Task prompt:
Reproduce word for word the part of the article on when to leave a small group starting at "You bring a" and ending at "if not physically.".

Excerpt provided:
========================================
Thursday, May 8, 2008

When to leave a small group


Portion of an article by Sam O'Neal

There's no straight answer, of course. But there are some common symptoms I've observed in my own life, and in the lives of others. Here are a few of the main ones:

You bring a negative attitude to the group. I would often pour out my frustrations to the rest of the group during our prayer and fellowship times. I wouldn't complain about the group situation, necessarily, but would instead gripe about my commute to work, our inability to purchase a home close to the church, our frustrations as new parents, etc. I knew things had gotten a little out of hand when my wife began to scold me after meetings for being "morose."

You continually "misfire" in your responsibilities within the group. Things like forgetting to answer homework questions, not following through on promises to pray for people, forgetting to bring snacks, and so on are all signs that you are mentally and emotionally detached from the group, if not physically.

You regularly fail to attend group meetings. This is physical detachment. If the group has become low enough on your priority list that you are unable to consistently attend, it's probably time to move on.

You've identified a clear alternative. Like Randy Frazee and his neighbor's community gatherings, sometimes there is a specific activity or opportunity that you find yourself thinking about often. "If I didn't have to go to small group, I could … ." Now, I'm not talking about a television show you'd like to watch, or more time spent at work. I'm talking about a different way to slake your inborn need for community.

You just know. Small groups are cyclical—they all have a pattern of birth, life, growth, decline, and death. The same thing is true for individual involvement in a small group, and sometimes you just know that the time has come to try something else.

In lieu of a conclusion, let me again emphasize that leaving a small group should not be your first response to difficulty, conflict, or any kind of stress within your group. It should not be your second response, or fifth. Any decision to walk away from a supportive community of Christians should be a last resort—a final option.

But sometimes we need to be reminded that it is an option. And if your small group has become something life-draining instead of life-giving, it's an option you may need to consider.
========================================
Information shown:
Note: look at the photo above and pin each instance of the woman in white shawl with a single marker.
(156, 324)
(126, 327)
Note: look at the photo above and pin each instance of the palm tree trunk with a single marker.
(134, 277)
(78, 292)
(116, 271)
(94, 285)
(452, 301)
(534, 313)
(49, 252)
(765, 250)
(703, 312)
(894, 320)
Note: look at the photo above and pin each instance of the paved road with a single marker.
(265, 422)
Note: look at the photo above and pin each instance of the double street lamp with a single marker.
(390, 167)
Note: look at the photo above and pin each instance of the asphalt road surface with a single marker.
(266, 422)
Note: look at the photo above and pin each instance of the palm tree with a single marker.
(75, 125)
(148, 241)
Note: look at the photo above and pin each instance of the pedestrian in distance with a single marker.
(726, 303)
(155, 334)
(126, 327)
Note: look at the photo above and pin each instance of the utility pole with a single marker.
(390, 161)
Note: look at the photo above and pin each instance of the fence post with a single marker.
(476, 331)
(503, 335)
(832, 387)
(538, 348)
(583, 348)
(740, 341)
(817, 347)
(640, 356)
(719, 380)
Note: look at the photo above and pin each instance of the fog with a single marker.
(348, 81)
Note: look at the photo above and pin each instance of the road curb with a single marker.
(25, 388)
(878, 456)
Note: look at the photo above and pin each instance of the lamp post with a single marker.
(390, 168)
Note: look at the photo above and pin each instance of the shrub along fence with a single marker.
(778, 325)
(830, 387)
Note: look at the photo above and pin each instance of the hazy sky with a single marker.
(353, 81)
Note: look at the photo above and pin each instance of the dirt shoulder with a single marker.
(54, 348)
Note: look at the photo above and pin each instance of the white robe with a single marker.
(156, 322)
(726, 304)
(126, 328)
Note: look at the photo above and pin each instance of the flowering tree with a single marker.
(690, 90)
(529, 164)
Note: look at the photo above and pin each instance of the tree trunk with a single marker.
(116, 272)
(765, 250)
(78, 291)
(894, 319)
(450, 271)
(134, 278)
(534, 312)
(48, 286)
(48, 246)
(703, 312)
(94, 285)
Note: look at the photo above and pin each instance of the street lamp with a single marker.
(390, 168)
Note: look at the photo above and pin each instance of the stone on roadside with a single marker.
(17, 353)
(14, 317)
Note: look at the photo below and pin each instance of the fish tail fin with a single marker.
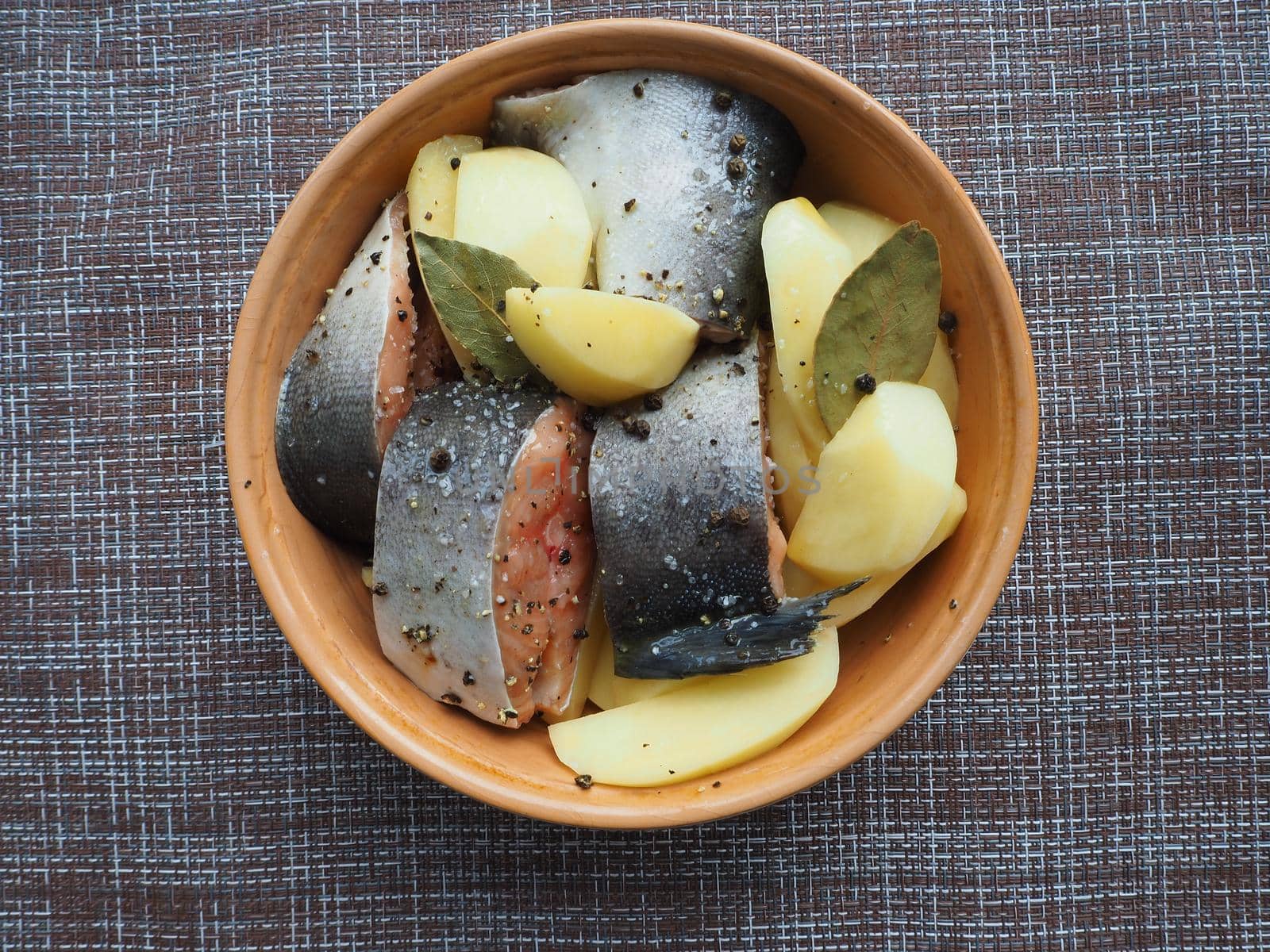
========================================
Output of the task:
You bring a negative attitude to the group. I would often pour out my frustrations to the rest of the group during our prayer and fellowship times. I wouldn't complain about the group situation, necessarily, but would instead gripe about my commute to work, our inability to purchase a home close to the church, our frustrations as new parents, etc. I knew things had gotten a little out of hand when my wife began to scold me after meetings for being "morose."

You continually "misfire" in your responsibilities within the group. Things like forgetting to answer homework questions, not following through on promises to pray for people, forgetting to bring snacks, and so on are all signs that you are mentally and emotionally detached from the group, if not physically.